▶ **REQUIREMENT 1**
Print everything from "Amazingly, the Rijksmuseum" down to "it adds freshness." in the Rijksmuseum passage below, keeping every word unchanged.

▶ **TEXT BLOCK**
* start *
At the beginning of the Golden Age, and celebrating its 400th anniversary this year, the famous canal ring, a series of concentric canals circumnavigating and defining the heart of the medieval city, was constructed to expand the booming city. Expansion halted at the end of the 17th century and the Rijksmuseum is to be found on the south-west edge of this stage of development. Completed in 1885, the museum forms a kind of binary star relationship with Cuypers’ other large public building at the north-east edge of the old city − the Centraal station, complete four years later.
These buildings were designed in a hybrid brick and stone, Renaissance-Gothic style by the Catholic Cuypers and were poorly received at the time by Protestant Amsterdam for being too medieval, too Catholic, with all its idolatrous images adorning the walls. The building certainly has an ecclesiastical quality to it, with a vaulted crypt in what was the original basement, and stained-glass and copious wall decoration narrating the glories and victories of Dutch art. The Night Watch forms an altar at the end of the nave, against which the alcoves in the aisles boast paintings such as Vermeer’s The Little Street and The Milkmaid, and Hals’s The Merry Drinker.
This cathedral of art tells a story of Holland with each storey forming a stratum of history. The presentation of art works alongside artefacts derives from an approach to art history that describes the work as a product of its historical context rather than individual genius. Without doubt, seeing the actual guns, cannons and models of ships depicted in the paintings themselves makes for a more engaging visit. However, Cuypers didn’t anticipate a chronological presentation and the progression from ground upwards is not quite so logical.
On the ground floor are the medieval art and special collections, including Delftware, a fleet of model ships, jewellery and arms − so far, so heroic Holland. The first floor then houses the 18th and 19th century in order for the 17th-century masterpieces to be accommodated in the Gallery of Honour on the second floor. The third floor in the attic is annoyingly split into two halves, each inaccessible from the other without navigating the stairs. This contains the small 20th-century exhibition.
Amazingly, the Rijksmuseum did not own any 20th-century art until it closed for renovation in 2003 and this split exhibition is a token gesture to Holland’s considerable contribution to Modernism. It could easily be argued that it should concentrate on its core and leave the modern and contemporary to the Stedelijk, but where contemporary art has been integrated into the building, such as Richard Wright’s dizzying star ceiling in the ante-chamber behind the Night Watch Room, it adds freshness.
* end *
▶ **REQUIREMENT 2**
Return each line of the records below that contains the string "dragonfly".

▶ **DATA RECORDS**
* start *
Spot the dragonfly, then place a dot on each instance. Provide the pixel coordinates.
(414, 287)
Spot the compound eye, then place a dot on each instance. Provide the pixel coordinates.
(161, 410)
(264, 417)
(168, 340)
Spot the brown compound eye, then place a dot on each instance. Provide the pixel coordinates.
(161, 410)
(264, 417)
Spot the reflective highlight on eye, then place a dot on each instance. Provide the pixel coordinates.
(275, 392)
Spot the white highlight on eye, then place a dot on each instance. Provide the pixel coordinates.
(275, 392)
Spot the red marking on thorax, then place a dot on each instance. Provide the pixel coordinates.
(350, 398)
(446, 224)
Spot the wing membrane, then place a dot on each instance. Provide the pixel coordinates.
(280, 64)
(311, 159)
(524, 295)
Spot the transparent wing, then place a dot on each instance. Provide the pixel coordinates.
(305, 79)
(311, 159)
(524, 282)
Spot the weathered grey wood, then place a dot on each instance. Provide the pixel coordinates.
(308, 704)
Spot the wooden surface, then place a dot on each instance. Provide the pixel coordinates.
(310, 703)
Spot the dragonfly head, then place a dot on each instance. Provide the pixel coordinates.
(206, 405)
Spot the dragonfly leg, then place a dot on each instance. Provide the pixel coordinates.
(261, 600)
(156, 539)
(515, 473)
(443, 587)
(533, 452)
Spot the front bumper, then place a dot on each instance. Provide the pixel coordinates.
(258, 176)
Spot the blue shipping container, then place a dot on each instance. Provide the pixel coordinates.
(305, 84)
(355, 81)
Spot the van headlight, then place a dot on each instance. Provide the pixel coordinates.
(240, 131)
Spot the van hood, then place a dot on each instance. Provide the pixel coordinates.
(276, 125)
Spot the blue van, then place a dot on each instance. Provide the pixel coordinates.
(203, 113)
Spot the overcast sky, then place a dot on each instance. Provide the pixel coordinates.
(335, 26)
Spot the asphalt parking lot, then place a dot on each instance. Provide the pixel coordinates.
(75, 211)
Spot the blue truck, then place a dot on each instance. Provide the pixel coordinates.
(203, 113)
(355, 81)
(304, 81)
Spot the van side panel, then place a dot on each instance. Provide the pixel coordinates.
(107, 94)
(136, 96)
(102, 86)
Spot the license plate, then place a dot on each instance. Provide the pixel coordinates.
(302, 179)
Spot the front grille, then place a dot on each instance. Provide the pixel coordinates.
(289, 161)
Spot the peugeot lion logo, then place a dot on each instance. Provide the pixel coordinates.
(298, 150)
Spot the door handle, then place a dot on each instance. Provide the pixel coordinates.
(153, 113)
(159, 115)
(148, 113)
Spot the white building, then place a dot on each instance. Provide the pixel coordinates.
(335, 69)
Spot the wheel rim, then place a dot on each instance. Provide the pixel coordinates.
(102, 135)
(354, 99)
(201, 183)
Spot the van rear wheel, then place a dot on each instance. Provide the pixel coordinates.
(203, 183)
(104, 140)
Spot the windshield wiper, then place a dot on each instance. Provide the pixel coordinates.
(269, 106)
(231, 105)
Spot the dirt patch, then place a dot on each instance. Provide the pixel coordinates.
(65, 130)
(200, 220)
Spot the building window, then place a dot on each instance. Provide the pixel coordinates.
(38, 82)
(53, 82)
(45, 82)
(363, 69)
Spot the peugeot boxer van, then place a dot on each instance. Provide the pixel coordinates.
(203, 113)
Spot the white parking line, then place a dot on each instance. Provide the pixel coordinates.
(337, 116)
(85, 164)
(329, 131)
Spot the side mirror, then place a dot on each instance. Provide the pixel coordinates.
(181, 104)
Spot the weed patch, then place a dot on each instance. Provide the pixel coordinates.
* end *
▶ **FULL SOLUTION 1**
Amazingly, the Rijksmuseum did not own any 20th-century art until it closed for renovation in 2003 and this split exhibition is a token gesture to Holland’s considerable contribution to Modernism. It could easily be argued that it should concentrate on its core and leave the modern and contemporary to the Stedelijk, but where contemporary art has been integrated into the building, such as Richard Wright’s dizzying star ceiling in the ante-chamber behind the Night Watch Room, it adds freshness.

▶ **FULL SOLUTION 2**
Spot the dragonfly, then place a dot on each instance. Provide the pixel coordinates.
Spot the dragonfly head, then place a dot on each instance. Provide the pixel coordinates.
Spot the dragonfly leg, then place a dot on each instance. Provide the pixel coordinates.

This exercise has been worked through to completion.